Changing gear oil (or ATF) in a transmission or differential presents its own set of challenges. By screwing an inexpensive hand pump onto the top of your oil bottle, you can solve one of them. (Image/OnAllCylinders)

Ever changed the oil in a transmission, transfer case, or differential? Then you probably have a big oily spot on your garage floor as proof.

That’s because, simply by the nature of being underneath a vehicle, their respective fill plugs are often in hard-to-reach locations—tucked close to chassis components, inside a transmission tunnel, or up near the vehicle’s floor. So, while draining a transmission or differential usually isn’t that tough, filling it back up can be really difficult without pouring a significant amount of gear oil on the floor.

ProTip: Never, ever, ever drain a transmission, transfer case, or differential without first making sure you can loosen (and reach!) the fill plug. Trust us.

Here’s the oil fill plug on the back of an AMC 20 differential. Thanks to the muffler, it’s dang-near impossible to get a squeeze bottle in there. (Image/OnAllCylinders)

Not only is this really messy, it can mean you’re wasting some money—especially if you’ve got a CVT transmission that demands the expensive CVT fluid (which we’re pretty sure is made from unicorn milk).

But a lot of oil companies try to help. Instead of using the standard quart bottles, they often put gear oil in long, squeezable bottles with a slim pour spout. While this is helpful in some situations, it falls short in many others. Worse case, it tricks you into thinking you’ve got the room for the bottle, only to find out you’re squeezing brand-new oil onto your floor. Ugh.

Royal Purple is one of many companies that uses these handy squeezable bottles. But they don’t always work well when you’re trying to fill oil in a tight space. (Image/Summit Racing)

Enter The Manual Fluid Transfer Pump

That’s when an inexpensive manual fluid transfer pump makes a lot of sense. For just a few bucks, it’ll keep your garage floor clean and put your oil and ATF where you want it—in the transmission and differential.

Simply screw the pump onto the top of the oil jug or bottle, and voila, your bottle of oil is now pump-operated.

Yup, just like those big mustard tubs at the ballpark.

Here’s that same AMC 20 diff. With the pump screwed securely onto the gear oil bottle, you just feed the tube into the fill hole and pump the top of the bottle. (Image/OnAllCylinders)

Of course, depending on what you’re filling up, it may take a lot of pumps. But if you’re only doing jobs like this a few times a year, than you may not mind the hand strain. If you do handle a lot of gear or differential oil changes though, then you may want to opt for an electric fluid transfer pump. Though they’ll likely cost a bit more.

Exercise task 1
In the gear oil article, what gets in the way of a squeeze bottle at the AMC 20 differential's fill plug?
Exercise task 2
Please write the next few sentences of the gear oil article, picking up after its final line.

Given information
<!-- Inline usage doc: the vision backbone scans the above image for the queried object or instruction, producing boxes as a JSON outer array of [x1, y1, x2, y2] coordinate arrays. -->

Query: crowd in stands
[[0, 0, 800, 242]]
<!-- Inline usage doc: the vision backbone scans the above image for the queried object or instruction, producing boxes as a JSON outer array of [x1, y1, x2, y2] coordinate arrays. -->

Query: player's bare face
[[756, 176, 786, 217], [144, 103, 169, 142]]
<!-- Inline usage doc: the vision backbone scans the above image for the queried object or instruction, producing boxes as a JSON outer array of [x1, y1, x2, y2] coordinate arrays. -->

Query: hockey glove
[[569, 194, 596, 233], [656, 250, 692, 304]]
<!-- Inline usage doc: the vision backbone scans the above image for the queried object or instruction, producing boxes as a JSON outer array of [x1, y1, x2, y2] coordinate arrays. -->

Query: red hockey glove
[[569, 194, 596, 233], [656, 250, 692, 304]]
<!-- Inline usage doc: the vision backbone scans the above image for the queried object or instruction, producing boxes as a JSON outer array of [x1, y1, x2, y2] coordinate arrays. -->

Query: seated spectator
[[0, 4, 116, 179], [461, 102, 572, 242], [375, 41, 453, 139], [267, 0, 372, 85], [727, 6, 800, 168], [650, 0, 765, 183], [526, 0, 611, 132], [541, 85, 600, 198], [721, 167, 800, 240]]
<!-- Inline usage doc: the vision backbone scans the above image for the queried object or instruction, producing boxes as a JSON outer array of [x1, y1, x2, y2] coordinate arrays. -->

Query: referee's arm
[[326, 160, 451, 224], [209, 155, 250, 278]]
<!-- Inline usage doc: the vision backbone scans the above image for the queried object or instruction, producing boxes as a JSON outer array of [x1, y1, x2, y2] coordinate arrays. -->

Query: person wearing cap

Expected output 1
The muffler.

Expected output 2
Even in spots where you can access the fill hole from above, you often still have to navigate tight spaces—where you’ll likely make a mess if using only the bottle. This happens to be the front differential fill port on an older AWD Subaru. The CVT fill port is in an even tighter spot. Fun. (Image/OnAllCylinders)

Again, these pumps are really cheap considering the hassle they eliminate, so it’s a no-brainer tool to keep in your workshop.

ProTip: When you’re done using it, make sure to wash out the pump thoroughly to ensure the plastic of the pump won’t be eaten by the chemicals in whatever you’re pumping. It’s also smart to keep it clean and wrapped in plastic between uses, so it won’t collect dirt, grit, and dead bugs that could then be pumped into the teeth of your gears.

Cleaned and drying on an old T-shirt, we see the distinct pump components. The two clear pickup tubes pictured attach to the pump body to ensure oil is sucked up from the bottom of the bottle, so you’re not throwing any excess oil away. (Image/OnAllCylinders)

Plenty of Other Uses for a Manual Fluid Pump Too

We’ve mostly focused this article on changing gear lube and ATF, but there are a ton of applications in which a pump like this can be darn handy, like filling a marine outboard motor, pumping out engine oil, and even around the house for ordinary cleaners, degreasers, and whatnot.

While the manual fluid pump is definitely an unsung hero tool that can take a lot of the mess and stress out of an oil change, the better news is that you’ll also probably be able to find a good one for under 30 bucks.

Our particular hand pump features a dual-size cap, so you can attach it to smaller, single quart bottles of oil or larger gallon jugs like this. (Image/OnAllCylinders)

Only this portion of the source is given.